Start GIVEN PASSAGE
# Planning the hit/someone is hiding..



## Rabieshund (Nov 24, 2008)

Shot this yesterday for a brand new band.. Don't think they have a name yet. Someone is hiding in the background.. 

Oh and btw, I have a new website!
www.martinwiklund.com

:cheer:


----------



## Flower Child (Nov 24, 2008)

right on man


----------



## Evil Eagle (Nov 24, 2008)

I think its unbelievable you are doing this at only 19!


----------



## craig (Nov 24, 2008)

I particularly love the styling in this one. Are shots like these a collaboration between you and the band? If you have a moment I would be interested in hearing how this process goes down.

Love & Bass


----------



## tinfish (Nov 24, 2008)

Great shot.  Great processing.


----------



## eravedesigns (Nov 25, 2008)

I would have put a liquid that looked like whiskey in those glasses and why the calendar? you should have had some old looking snap shots in their hands like they were really researching who to take out...still pretty decent photo.
End GIVEN PASSAGE
Start DATA EXTRACT
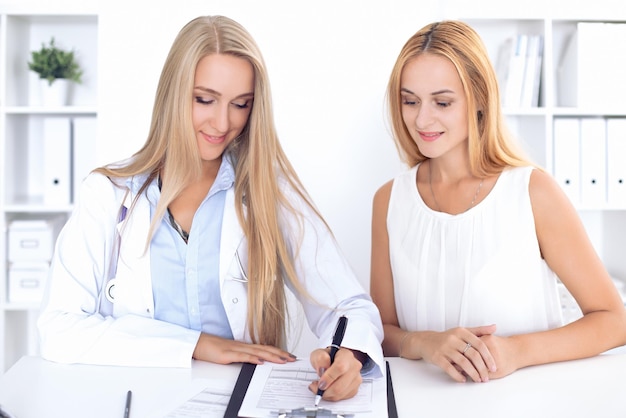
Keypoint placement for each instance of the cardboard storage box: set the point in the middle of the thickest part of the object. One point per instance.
(32, 240)
(27, 282)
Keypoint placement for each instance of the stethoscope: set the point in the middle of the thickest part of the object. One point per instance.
(109, 290)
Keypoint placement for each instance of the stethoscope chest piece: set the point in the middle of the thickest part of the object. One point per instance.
(109, 290)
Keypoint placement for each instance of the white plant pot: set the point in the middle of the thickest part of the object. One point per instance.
(55, 94)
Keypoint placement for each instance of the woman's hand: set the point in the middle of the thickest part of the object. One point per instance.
(503, 350)
(342, 379)
(223, 351)
(460, 352)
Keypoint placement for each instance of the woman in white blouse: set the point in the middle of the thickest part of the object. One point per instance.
(467, 244)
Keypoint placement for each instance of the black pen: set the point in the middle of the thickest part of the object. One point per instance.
(129, 397)
(334, 347)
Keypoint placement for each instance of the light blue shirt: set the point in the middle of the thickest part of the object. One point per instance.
(185, 277)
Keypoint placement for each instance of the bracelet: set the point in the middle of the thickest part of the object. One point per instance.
(406, 334)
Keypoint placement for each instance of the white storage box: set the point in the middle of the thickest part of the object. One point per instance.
(27, 282)
(32, 240)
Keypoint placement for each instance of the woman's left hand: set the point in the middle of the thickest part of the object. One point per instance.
(503, 350)
(342, 379)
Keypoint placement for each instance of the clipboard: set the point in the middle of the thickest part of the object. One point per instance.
(245, 375)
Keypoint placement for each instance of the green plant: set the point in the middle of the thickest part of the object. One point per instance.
(51, 62)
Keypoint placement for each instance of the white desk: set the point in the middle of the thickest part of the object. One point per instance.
(595, 387)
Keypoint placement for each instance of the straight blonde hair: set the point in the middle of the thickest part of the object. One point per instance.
(491, 146)
(171, 152)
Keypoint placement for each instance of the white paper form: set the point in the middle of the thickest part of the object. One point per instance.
(275, 387)
(211, 402)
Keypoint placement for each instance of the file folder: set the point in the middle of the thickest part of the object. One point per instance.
(567, 157)
(57, 161)
(616, 166)
(84, 130)
(593, 162)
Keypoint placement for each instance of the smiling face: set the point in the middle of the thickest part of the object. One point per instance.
(222, 100)
(434, 105)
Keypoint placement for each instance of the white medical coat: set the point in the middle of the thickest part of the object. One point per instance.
(79, 325)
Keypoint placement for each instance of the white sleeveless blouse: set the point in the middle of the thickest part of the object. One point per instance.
(480, 267)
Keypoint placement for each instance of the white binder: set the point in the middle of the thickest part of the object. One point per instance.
(616, 165)
(567, 156)
(84, 155)
(57, 161)
(593, 162)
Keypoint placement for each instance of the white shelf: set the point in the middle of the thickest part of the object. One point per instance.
(23, 140)
(41, 110)
(605, 221)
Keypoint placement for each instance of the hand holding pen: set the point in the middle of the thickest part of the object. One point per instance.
(334, 347)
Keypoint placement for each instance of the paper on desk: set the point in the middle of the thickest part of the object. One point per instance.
(277, 387)
(211, 402)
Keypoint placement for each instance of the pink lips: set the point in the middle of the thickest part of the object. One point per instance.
(214, 139)
(429, 136)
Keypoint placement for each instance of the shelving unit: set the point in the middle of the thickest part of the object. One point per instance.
(22, 151)
(604, 220)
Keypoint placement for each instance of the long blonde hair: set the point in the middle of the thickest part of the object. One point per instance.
(491, 146)
(171, 151)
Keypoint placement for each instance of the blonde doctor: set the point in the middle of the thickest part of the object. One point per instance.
(187, 249)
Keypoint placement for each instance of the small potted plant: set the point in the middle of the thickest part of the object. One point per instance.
(56, 69)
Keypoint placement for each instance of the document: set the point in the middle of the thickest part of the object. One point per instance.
(211, 402)
(284, 387)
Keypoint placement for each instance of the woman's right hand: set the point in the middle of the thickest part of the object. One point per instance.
(459, 351)
(223, 351)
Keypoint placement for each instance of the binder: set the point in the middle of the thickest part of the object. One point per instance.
(593, 162)
(84, 130)
(532, 72)
(567, 157)
(515, 73)
(57, 161)
(616, 169)
(245, 376)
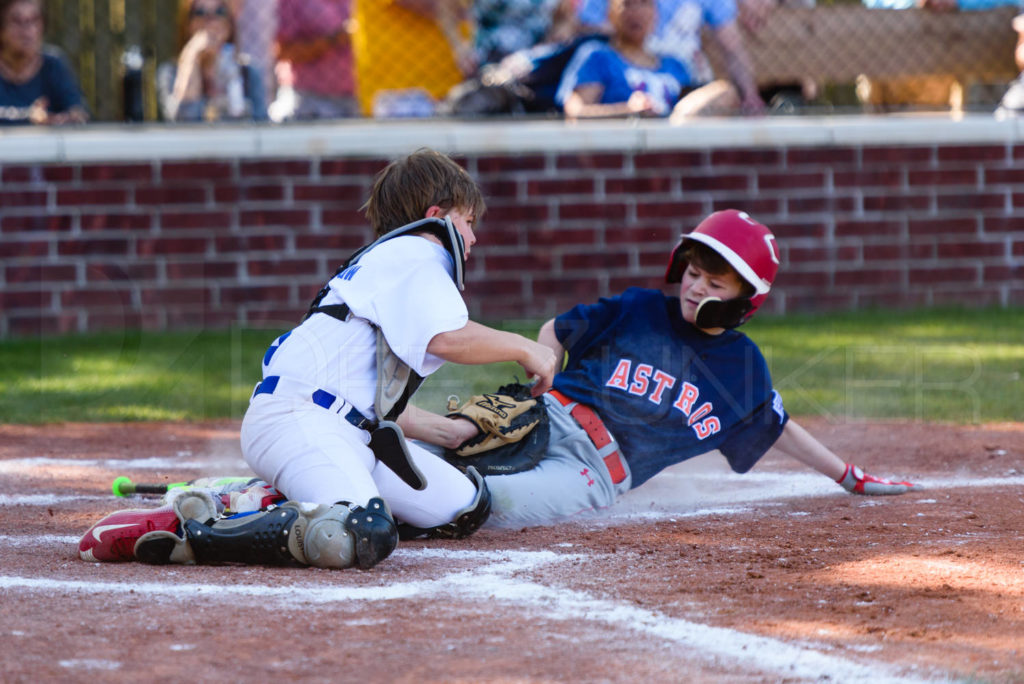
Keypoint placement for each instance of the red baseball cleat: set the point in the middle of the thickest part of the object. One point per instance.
(113, 539)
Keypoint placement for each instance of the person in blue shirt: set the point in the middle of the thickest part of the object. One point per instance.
(652, 380)
(36, 84)
(623, 77)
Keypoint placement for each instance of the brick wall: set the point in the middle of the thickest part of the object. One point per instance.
(93, 245)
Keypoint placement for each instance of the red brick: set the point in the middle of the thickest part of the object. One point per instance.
(547, 186)
(342, 193)
(580, 289)
(943, 274)
(576, 261)
(747, 158)
(31, 299)
(119, 272)
(994, 176)
(642, 234)
(166, 246)
(942, 226)
(611, 211)
(116, 221)
(196, 170)
(14, 274)
(92, 196)
(255, 193)
(761, 207)
(351, 167)
(10, 199)
(236, 244)
(131, 172)
(970, 250)
(255, 294)
(1003, 273)
(258, 267)
(37, 326)
(48, 222)
(826, 156)
(790, 229)
(686, 211)
(334, 241)
(889, 156)
(347, 218)
(871, 276)
(294, 218)
(486, 165)
(869, 178)
(207, 220)
(558, 237)
(10, 249)
(775, 181)
(271, 168)
(812, 205)
(171, 295)
(85, 246)
(603, 162)
(971, 201)
(943, 177)
(168, 195)
(95, 298)
(714, 181)
(207, 268)
(635, 185)
(670, 160)
(897, 203)
(972, 153)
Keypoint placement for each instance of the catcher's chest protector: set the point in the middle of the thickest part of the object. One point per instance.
(395, 380)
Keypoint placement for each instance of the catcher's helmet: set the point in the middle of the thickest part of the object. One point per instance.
(748, 246)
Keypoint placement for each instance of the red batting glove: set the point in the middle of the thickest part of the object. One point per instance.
(857, 481)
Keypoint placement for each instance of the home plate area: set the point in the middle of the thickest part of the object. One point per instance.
(698, 575)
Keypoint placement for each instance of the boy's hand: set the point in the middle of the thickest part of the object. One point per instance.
(856, 480)
(541, 365)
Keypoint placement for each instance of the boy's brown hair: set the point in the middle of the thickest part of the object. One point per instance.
(407, 187)
(711, 261)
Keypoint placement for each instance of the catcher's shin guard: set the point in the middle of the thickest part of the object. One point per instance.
(374, 531)
(466, 521)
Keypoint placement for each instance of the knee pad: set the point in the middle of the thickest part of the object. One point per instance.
(374, 532)
(466, 521)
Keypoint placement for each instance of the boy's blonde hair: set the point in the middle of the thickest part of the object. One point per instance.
(407, 187)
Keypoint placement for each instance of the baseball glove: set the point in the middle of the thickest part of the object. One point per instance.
(513, 431)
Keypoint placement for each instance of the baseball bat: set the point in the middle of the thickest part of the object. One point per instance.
(123, 486)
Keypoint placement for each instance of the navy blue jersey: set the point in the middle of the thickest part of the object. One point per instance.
(666, 390)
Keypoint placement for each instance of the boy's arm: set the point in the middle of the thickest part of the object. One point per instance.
(475, 344)
(800, 444)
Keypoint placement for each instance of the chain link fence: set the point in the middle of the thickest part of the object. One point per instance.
(301, 59)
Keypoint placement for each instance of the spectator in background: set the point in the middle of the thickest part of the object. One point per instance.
(677, 33)
(1012, 103)
(36, 84)
(315, 72)
(622, 77)
(504, 27)
(211, 80)
(409, 53)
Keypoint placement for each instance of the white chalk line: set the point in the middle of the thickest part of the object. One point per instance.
(498, 578)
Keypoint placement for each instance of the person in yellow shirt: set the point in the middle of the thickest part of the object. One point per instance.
(409, 53)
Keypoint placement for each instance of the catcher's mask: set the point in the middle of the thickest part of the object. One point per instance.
(442, 228)
(749, 247)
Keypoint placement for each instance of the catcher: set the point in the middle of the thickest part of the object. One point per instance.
(650, 381)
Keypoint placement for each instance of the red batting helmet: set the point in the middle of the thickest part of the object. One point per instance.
(748, 246)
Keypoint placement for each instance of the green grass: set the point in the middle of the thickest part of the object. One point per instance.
(937, 365)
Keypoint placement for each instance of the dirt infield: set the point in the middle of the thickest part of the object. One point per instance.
(777, 575)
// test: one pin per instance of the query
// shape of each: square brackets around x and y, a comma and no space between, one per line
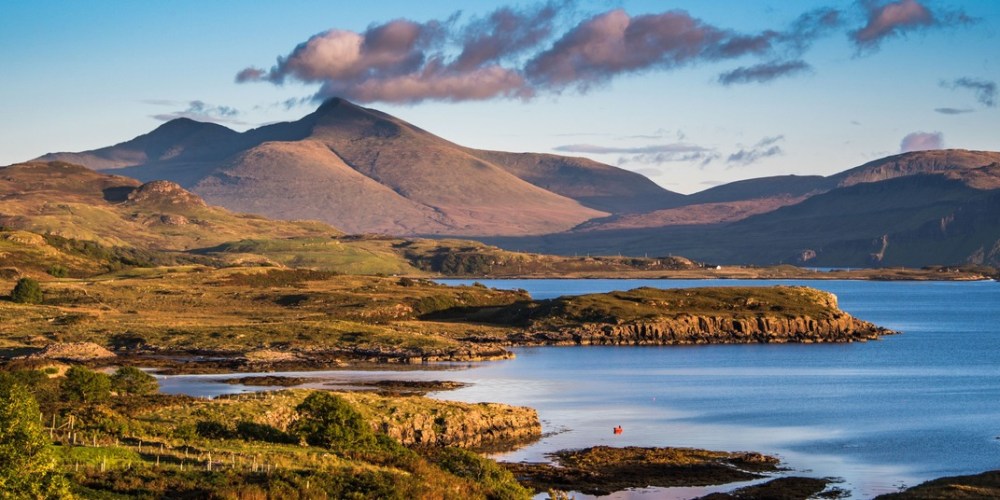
End DATA EXTRACT
- _TASK STATEMENT_: Check these statements against the forum thread above and answer yes or no for each, quoting the words from the thread that decide it. 1. The photo was taken for a band that already has a name. 2. One reply says the photographer is only 19. 3. One reply suggests putting a whiskey-like liquid in the glasses.

- _REPLY TO THE EXERCISE_:
1. No: "Don't think they have a name yet."
2. Yes: "I think its unbelievable you are doing this at only 19!"
3. Yes: "I would have put a liquid that looked like whiskey in those glasses"